STATED EXERCISE
Locate each line in the entries that contains the word "grass", and copy those lines.

[Coordinate annotation entries]
▬▬▬

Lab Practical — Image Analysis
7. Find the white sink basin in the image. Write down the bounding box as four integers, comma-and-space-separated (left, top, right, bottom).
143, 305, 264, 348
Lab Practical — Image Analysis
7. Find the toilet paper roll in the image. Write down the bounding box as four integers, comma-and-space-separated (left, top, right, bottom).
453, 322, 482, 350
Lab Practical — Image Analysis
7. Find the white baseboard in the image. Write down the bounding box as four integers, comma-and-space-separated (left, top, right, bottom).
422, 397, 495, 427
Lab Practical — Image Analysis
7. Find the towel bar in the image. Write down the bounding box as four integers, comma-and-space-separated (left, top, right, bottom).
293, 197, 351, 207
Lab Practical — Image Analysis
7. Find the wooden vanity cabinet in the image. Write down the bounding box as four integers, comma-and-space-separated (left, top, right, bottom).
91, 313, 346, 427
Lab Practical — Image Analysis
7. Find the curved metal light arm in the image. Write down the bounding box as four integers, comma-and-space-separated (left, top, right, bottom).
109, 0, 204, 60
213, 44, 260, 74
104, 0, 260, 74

▬▬▬

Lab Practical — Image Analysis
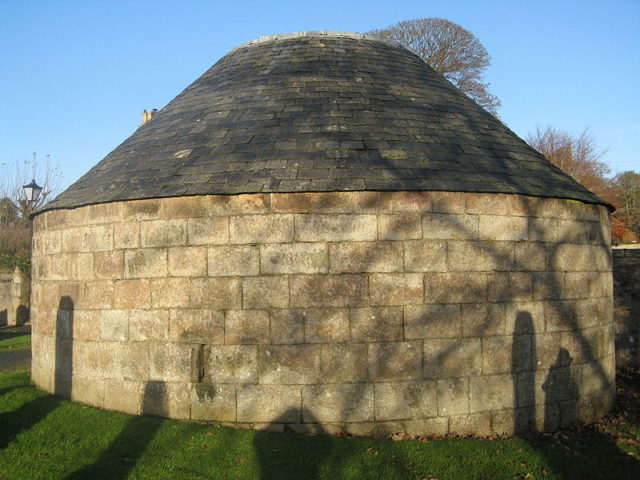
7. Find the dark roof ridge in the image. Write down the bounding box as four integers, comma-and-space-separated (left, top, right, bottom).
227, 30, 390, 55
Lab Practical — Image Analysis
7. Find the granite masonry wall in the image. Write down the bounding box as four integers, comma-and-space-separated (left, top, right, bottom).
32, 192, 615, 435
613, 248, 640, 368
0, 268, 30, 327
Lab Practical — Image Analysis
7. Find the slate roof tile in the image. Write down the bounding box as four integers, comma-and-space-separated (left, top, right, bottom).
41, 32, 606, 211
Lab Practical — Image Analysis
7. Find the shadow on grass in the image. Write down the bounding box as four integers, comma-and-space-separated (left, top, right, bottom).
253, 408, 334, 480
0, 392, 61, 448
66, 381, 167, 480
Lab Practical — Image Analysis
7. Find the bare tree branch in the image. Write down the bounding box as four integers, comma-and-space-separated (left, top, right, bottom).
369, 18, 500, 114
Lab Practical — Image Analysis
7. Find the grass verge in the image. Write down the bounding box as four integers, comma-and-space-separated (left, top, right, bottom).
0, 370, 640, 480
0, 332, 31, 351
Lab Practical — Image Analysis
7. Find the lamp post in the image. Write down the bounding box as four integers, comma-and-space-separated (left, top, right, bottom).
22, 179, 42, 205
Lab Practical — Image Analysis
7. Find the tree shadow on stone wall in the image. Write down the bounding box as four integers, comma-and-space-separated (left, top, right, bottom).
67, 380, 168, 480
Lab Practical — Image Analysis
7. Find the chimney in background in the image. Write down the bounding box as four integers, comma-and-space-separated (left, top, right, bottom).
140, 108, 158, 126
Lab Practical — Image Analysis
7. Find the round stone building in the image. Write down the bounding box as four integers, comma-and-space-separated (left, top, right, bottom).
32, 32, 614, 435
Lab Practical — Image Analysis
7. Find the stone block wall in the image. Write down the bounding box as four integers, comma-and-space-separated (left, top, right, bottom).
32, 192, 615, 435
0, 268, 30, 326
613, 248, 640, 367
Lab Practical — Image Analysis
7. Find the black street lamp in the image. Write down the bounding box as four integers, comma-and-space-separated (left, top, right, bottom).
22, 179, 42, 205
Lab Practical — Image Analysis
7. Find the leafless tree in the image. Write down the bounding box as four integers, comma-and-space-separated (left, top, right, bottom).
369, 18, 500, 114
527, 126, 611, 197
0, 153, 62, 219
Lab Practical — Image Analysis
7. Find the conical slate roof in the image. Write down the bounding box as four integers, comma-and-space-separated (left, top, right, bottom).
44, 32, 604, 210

▬▬▬

RESPONSE TO THE TASK
7. Find the shadow on grass in the image. Write down the bounding box as four integers, comma-and-space-separated (left, top, right, bottom).
7. Find the grass verge in the image. Write down the bounding box as four integers, comma-and-space-separated (left, top, right, bottom).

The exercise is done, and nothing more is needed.